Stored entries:
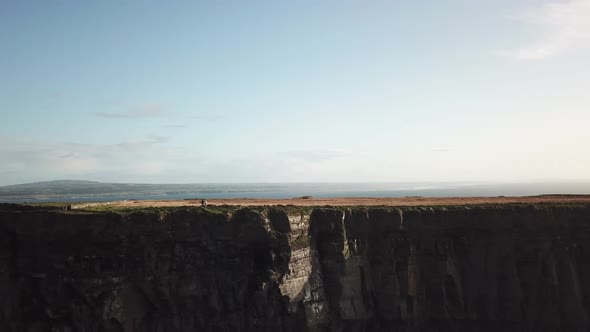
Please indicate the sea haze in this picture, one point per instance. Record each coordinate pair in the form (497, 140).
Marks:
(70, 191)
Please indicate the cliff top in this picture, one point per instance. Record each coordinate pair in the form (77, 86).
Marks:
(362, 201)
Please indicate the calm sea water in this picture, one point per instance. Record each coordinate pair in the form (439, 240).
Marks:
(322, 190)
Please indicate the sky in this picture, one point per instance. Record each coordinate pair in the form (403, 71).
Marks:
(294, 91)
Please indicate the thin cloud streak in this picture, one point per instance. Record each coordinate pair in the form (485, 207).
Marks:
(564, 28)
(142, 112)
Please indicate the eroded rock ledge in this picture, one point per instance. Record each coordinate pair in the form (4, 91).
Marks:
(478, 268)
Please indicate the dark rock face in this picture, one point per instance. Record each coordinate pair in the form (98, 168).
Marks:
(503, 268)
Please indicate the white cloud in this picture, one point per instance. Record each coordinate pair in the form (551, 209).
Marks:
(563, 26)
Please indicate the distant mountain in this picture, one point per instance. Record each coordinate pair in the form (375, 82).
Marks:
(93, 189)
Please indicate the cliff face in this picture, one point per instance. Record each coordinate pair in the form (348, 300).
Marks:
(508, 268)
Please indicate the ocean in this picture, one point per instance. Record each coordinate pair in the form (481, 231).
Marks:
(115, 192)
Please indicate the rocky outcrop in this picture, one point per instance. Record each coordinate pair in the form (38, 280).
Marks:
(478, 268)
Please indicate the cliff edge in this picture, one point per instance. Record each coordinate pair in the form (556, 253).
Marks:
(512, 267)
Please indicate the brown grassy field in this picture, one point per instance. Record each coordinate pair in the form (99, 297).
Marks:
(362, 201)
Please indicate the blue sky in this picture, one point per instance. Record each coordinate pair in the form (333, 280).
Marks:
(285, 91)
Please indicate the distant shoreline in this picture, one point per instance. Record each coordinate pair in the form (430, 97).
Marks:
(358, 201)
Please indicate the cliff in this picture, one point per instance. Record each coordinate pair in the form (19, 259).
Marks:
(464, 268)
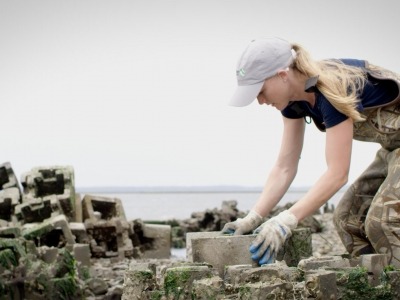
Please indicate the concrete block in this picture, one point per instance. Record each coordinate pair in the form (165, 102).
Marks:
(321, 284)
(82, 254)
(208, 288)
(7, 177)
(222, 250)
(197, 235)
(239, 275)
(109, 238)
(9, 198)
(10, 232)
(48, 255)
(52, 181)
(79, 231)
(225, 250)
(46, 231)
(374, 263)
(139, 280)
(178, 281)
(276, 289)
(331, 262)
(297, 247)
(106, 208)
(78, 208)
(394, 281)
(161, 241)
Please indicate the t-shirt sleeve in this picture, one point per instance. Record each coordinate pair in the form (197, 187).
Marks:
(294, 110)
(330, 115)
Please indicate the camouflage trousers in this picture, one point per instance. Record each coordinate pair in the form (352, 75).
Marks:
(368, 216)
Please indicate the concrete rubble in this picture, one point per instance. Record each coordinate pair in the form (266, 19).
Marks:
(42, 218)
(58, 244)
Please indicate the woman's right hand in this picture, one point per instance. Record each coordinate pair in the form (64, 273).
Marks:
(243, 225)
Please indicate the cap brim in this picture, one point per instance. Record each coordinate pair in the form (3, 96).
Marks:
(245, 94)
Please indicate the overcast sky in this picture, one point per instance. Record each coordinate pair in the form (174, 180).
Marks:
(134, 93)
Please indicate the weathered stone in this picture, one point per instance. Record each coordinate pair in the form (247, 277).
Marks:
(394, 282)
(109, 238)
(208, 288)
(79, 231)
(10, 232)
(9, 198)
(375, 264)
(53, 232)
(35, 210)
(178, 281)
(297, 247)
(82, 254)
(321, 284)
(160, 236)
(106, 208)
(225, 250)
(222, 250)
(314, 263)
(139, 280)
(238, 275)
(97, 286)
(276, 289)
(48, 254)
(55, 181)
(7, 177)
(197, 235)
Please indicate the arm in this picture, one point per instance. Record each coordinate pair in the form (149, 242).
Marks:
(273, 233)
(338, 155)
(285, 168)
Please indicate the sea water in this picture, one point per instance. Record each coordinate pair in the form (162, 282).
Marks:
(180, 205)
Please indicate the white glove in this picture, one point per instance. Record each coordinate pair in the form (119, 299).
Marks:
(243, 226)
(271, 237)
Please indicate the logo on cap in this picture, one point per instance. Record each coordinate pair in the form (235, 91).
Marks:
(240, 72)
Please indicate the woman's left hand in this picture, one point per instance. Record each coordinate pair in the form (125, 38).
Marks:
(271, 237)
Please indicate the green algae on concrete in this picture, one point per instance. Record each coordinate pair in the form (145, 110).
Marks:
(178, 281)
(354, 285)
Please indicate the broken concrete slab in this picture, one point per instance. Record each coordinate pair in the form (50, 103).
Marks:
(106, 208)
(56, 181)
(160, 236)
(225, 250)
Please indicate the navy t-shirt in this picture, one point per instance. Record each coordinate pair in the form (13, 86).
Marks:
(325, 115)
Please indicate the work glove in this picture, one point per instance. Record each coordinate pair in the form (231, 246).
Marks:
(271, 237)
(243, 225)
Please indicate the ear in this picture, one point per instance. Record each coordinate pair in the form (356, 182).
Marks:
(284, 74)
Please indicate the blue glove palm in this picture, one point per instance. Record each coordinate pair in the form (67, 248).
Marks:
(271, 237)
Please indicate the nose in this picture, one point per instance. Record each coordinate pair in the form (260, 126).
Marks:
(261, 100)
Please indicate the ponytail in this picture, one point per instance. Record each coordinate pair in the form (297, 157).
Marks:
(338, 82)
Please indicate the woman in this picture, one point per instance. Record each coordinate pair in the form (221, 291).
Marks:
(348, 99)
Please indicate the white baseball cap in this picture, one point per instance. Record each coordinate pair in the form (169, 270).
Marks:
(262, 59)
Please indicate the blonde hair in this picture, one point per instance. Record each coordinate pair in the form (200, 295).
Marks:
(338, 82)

Written problem: Copy the entries from the line with "Please indicate the white baseball" through the end of the entries, swapping "blonde hair" for "dark hair" and leaving everything else the same.

Response below:
Please indicate the white baseball cap in this picture, one point per instance. Record each coordinate pair in the form (169, 270).
Marks:
(262, 59)
Please indicate the dark hair in this picture, one point per instance. Record each coordinate pair in the form (200, 295).
Marks:
(338, 82)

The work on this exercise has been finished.